→ **Given entries**:
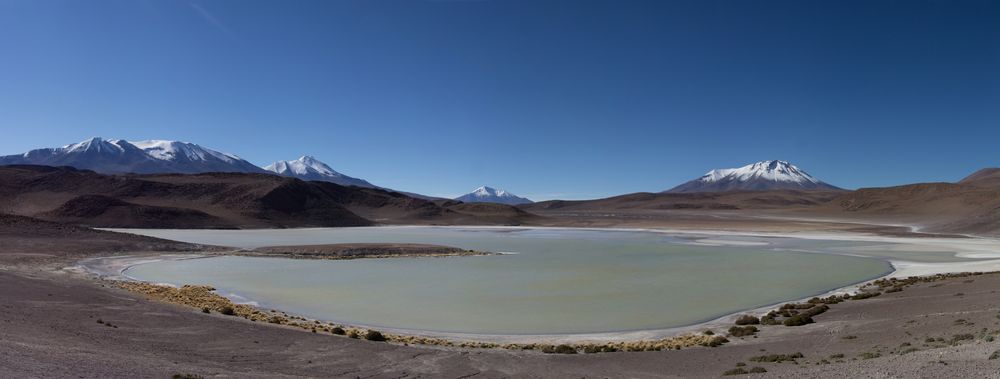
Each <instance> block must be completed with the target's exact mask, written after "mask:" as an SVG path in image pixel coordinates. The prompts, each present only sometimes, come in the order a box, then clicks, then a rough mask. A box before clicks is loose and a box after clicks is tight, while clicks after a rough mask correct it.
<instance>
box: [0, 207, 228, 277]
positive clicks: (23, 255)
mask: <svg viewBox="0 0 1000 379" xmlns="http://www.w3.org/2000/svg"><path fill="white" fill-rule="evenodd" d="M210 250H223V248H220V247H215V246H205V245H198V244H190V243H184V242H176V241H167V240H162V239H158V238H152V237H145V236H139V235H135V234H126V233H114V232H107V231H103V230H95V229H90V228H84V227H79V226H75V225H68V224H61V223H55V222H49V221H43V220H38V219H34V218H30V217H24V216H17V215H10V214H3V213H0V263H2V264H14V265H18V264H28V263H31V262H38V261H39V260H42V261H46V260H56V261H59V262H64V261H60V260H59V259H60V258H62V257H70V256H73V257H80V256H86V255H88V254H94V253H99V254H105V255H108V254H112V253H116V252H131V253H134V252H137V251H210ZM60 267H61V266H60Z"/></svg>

---

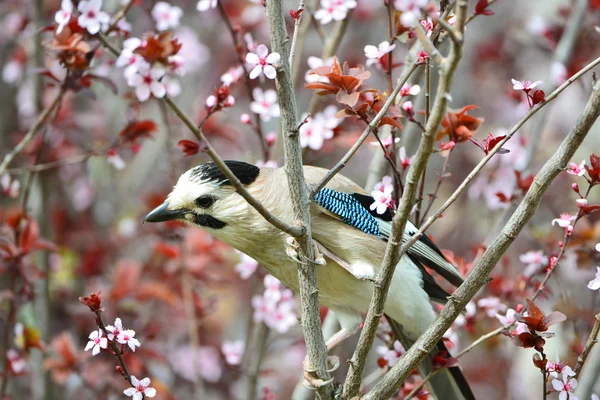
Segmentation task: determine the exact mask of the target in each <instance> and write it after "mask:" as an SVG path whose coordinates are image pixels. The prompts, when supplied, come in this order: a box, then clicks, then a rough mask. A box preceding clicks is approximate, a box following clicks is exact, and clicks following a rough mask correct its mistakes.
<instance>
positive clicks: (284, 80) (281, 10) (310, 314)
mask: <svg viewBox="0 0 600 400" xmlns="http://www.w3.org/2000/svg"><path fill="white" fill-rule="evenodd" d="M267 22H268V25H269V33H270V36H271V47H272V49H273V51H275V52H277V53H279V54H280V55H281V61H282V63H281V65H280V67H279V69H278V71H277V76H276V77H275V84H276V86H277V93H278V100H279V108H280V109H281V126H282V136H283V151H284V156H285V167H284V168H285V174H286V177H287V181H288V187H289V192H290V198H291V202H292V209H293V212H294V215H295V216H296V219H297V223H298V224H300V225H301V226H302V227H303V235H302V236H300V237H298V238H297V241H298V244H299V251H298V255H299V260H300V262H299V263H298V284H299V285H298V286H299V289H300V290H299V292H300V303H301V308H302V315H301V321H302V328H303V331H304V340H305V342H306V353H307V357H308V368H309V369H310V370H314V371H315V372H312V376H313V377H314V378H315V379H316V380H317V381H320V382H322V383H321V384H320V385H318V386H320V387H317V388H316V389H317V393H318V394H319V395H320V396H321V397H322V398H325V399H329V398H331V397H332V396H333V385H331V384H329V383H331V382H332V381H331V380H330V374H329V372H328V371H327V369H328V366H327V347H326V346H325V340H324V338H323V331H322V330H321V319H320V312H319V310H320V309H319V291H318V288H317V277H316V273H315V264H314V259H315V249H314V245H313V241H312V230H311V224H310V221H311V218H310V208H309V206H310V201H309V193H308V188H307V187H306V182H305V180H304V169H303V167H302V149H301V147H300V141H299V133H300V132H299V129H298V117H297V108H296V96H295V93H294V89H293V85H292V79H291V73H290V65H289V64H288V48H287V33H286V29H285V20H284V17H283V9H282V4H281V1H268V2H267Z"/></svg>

--

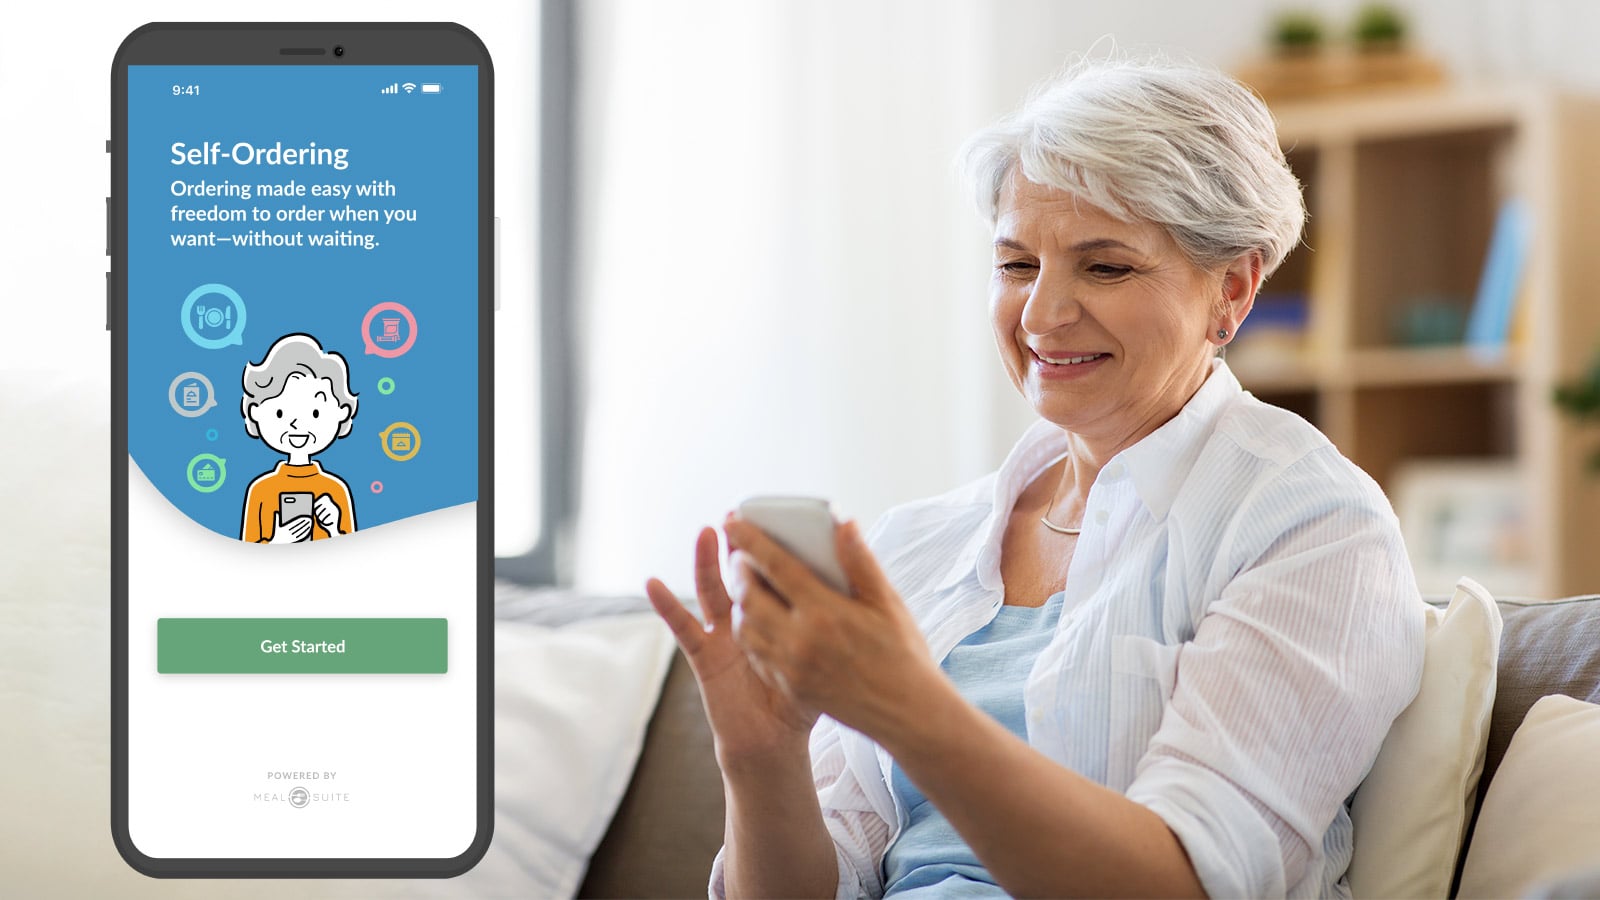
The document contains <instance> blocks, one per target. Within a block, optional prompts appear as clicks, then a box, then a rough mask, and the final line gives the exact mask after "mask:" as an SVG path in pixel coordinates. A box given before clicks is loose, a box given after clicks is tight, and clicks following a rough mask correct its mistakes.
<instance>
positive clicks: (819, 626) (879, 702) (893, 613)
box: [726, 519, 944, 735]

→ **Assignment**:
Can you quote the lines between the line holding "Segmentation task: determine" and the line holding "positive clicks: (284, 80)", both included?

→ **Exercise answer**:
Segmentation task: determine the exact mask of the target in each <instance> and write it after "mask:" as an SVG path whose coordinates are image pixels. The prompts, when supplied, come in this order: a box, then clicks, then a rough mask. A box preceding clicks is approximate, a box following clicks is exact, and clicks following a rough mask correct its mistakes.
<instance>
positive clicks: (284, 80) (281, 10) (310, 314)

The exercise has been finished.